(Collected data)
□ □ □ □ □

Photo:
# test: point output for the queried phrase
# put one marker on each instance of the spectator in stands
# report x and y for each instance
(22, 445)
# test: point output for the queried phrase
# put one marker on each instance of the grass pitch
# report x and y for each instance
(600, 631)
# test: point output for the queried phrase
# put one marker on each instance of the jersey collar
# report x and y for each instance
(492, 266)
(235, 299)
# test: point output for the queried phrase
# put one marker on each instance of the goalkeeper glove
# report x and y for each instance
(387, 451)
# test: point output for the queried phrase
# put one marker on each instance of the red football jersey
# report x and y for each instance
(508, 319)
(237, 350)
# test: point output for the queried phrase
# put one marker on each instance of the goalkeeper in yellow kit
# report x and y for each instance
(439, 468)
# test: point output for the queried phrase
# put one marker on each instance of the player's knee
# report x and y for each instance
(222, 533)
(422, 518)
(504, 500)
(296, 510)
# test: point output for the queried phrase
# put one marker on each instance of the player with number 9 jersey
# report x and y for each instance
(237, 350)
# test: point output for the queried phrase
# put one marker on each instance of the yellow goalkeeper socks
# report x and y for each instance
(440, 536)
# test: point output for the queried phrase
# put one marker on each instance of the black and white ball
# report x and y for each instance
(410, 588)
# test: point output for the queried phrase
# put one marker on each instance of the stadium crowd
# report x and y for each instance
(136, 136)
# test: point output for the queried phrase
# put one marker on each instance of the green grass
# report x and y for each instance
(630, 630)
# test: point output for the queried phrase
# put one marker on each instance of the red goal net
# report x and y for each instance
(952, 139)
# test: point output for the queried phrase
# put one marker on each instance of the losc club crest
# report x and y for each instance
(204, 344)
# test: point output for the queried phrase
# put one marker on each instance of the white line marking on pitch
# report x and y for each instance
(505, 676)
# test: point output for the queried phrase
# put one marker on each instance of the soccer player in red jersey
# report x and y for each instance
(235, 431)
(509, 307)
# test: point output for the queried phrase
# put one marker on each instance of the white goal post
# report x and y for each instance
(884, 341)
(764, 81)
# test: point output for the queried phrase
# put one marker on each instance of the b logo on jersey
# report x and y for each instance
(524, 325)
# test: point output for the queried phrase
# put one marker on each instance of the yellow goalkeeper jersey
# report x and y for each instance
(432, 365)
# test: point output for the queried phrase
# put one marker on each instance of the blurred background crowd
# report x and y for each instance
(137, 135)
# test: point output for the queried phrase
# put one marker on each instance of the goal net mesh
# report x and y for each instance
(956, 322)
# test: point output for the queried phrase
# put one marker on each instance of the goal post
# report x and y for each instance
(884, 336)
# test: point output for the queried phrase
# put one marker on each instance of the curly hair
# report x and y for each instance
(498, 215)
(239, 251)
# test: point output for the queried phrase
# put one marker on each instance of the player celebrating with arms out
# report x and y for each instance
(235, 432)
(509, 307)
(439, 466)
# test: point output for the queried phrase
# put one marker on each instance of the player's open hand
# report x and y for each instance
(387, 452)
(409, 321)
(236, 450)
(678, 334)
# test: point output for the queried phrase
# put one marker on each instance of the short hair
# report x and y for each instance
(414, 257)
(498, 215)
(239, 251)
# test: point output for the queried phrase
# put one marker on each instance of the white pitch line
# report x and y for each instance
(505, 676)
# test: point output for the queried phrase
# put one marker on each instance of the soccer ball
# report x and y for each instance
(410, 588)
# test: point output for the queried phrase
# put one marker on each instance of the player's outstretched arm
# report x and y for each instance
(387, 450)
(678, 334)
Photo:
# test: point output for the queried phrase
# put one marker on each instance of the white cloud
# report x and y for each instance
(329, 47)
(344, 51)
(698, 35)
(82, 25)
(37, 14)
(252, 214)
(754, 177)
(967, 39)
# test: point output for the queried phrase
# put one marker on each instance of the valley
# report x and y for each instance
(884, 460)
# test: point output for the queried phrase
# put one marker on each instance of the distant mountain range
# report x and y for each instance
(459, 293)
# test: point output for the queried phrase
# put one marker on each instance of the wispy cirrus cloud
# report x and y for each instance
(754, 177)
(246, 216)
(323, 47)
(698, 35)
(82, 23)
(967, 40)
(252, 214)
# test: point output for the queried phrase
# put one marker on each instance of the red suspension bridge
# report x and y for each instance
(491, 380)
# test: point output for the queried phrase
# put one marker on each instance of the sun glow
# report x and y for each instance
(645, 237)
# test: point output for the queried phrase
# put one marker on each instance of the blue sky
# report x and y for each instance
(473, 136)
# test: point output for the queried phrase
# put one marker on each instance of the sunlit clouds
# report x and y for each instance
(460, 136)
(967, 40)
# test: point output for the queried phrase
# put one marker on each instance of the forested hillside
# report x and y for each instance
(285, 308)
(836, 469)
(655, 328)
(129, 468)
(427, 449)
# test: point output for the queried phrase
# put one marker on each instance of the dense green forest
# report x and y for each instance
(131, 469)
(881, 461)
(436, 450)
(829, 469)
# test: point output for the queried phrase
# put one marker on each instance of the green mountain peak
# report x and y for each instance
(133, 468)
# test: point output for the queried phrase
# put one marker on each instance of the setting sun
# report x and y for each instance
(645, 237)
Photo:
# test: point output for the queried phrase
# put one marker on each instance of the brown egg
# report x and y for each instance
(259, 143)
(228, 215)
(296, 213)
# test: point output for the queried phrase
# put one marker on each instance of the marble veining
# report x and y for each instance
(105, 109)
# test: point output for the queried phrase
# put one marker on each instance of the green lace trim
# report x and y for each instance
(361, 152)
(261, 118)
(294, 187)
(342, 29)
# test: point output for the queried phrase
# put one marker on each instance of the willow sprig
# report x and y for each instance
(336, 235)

□ □ □ □ □

Scan the records above. Return every line with "jersey" in it.

# put one marker on each instance of the jersey collar
# put one marker on each instance of the red football jersey
# put one marker on each instance of the player with number 9 jersey
# put one marker on each instance of the soccer player in red jersey
# put one marker on each instance of the b logo on jersey
# put one marker on each instance of the yellow goalkeeper jersey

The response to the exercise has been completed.